◆ TAREFA:
Transcreva na íntegra, sem qualquer alteração, o texto sobre a despenalização da morte assistida.

◆ TRECHO DE TEXTO:
/---

Hoje voto sim ao direito a morrer com dignidade


Ao contrário do que podem apregoar muitos dos que anunciam a chegada do apocalipse, hoje decidimos a defesa do direito à vida e nada mais do que isso.


Hoje espero fazer parte de uma maioria de deputados e deputadas que vai aprovar a despenalização da morte assistida. Para isso basta que um ou vários dos cinco projetos de lei em debate sejam aprovados.

Se isso acontecer, hoje terá sido dado um passo histórico no nosso país no sentido da liberdade e da humanidade. Porque o direito a uma morte digna é uma extensão do direito humano à vida e à autodeterminação, e não cabe ao Estado, nem a uma confissão religiosa, nem a um partido a decisão de, só porque alguém não tem autoridade sobre o seu corpo, negar-lhe também a autoridade sobre a sua vida.

Se isso acontecer, dormirei mais tranquila. Porque não quero que no futuro a vida me seja imposta como um castigo, uma pena perpétua por um crime que não cometi. Porque no meu entendimento de humanidade não cabe o egoísmo de, para capricho das minhas convicções, querer manter alguém num sofrimento tão atroz que só deseja morrer.

\---

◆ EXCERTOS DE DADOS:
/---

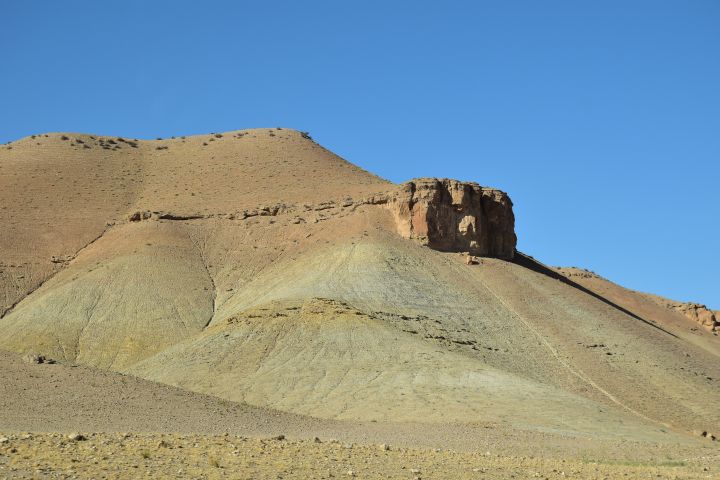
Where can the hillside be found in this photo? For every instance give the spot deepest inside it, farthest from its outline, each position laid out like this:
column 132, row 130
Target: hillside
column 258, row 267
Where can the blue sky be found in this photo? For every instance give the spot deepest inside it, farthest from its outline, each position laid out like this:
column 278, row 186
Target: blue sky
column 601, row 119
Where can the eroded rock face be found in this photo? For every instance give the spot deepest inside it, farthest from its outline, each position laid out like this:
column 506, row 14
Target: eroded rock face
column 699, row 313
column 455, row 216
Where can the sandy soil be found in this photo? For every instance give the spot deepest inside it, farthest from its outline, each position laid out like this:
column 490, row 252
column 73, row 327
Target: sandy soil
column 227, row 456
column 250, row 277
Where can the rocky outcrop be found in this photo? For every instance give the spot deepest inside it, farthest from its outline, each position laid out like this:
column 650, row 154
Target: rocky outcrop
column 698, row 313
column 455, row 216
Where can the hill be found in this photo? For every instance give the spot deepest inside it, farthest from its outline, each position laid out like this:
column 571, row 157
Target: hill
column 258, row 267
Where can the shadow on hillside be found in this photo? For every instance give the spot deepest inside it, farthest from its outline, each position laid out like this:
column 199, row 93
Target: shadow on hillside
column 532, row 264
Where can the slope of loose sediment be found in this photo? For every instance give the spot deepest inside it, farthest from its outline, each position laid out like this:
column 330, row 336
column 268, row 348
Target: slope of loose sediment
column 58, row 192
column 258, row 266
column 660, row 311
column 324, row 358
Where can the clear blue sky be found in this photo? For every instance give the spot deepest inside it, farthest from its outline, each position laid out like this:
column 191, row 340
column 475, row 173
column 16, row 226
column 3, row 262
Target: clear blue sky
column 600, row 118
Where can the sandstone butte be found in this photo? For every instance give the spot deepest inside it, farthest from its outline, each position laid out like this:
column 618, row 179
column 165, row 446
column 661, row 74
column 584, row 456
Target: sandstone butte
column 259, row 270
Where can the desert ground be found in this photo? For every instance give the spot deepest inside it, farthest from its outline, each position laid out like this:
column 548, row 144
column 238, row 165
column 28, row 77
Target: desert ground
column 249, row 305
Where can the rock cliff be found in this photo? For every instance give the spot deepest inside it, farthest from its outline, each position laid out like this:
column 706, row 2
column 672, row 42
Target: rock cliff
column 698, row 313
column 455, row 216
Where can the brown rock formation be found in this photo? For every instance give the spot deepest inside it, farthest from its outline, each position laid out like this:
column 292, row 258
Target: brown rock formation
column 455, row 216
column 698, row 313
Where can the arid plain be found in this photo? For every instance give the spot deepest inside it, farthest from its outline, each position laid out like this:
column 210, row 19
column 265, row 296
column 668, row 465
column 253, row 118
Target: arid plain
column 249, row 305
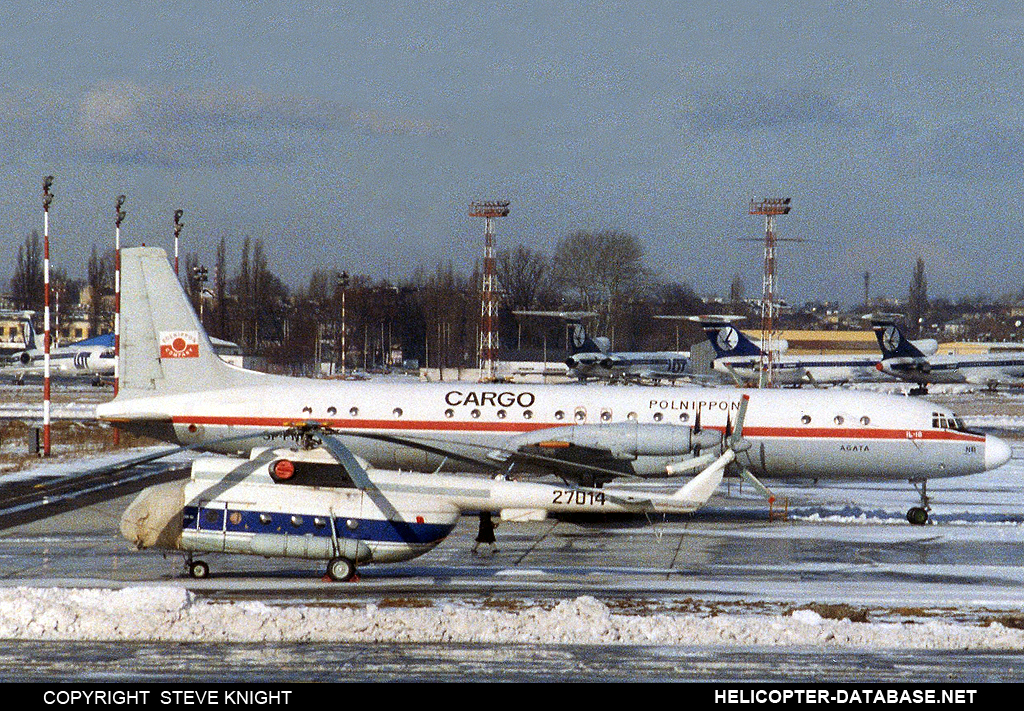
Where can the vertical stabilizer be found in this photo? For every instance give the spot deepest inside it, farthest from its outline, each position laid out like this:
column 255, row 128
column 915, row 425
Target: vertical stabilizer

\---

◆ RESPOSTA:
Hoje voto sim ao direito a morrer com dignidade


Ao contrário do que podem apregoar muitos dos que anunciam a chegada do apocalipse, hoje decidimos a defesa do direito à vida e nada mais do que isso.


Hoje espero fazer parte de uma maioria de deputados e deputadas que vai aprovar a despenalização da morte assistida. Para isso basta que um ou vários dos cinco projetos de lei em debate sejam aprovados.

Se isso acontecer, hoje terá sido dado um passo histórico no nosso país no sentido da liberdade e da humanidade. Porque o direito a uma morte digna é uma extensão do direito humano à vida e à autodeterminação, e não cabe ao Estado, nem a uma confissão religiosa, nem a um partido a decisão de, só porque alguém não tem autoridade sobre o seu corpo, negar-lhe também a autoridade sobre a sua vida.

Se isso acontecer, dormirei mais tranquila. Porque não quero que no futuro a vida me seja imposta como um castigo, uma pena perpétua por um crime que não cometi. Porque no meu entendimento de humanidade não cabe o egoísmo de, para capricho das minhas convicções, querer manter alguém num sofrimento tão atroz que só deseja morrer.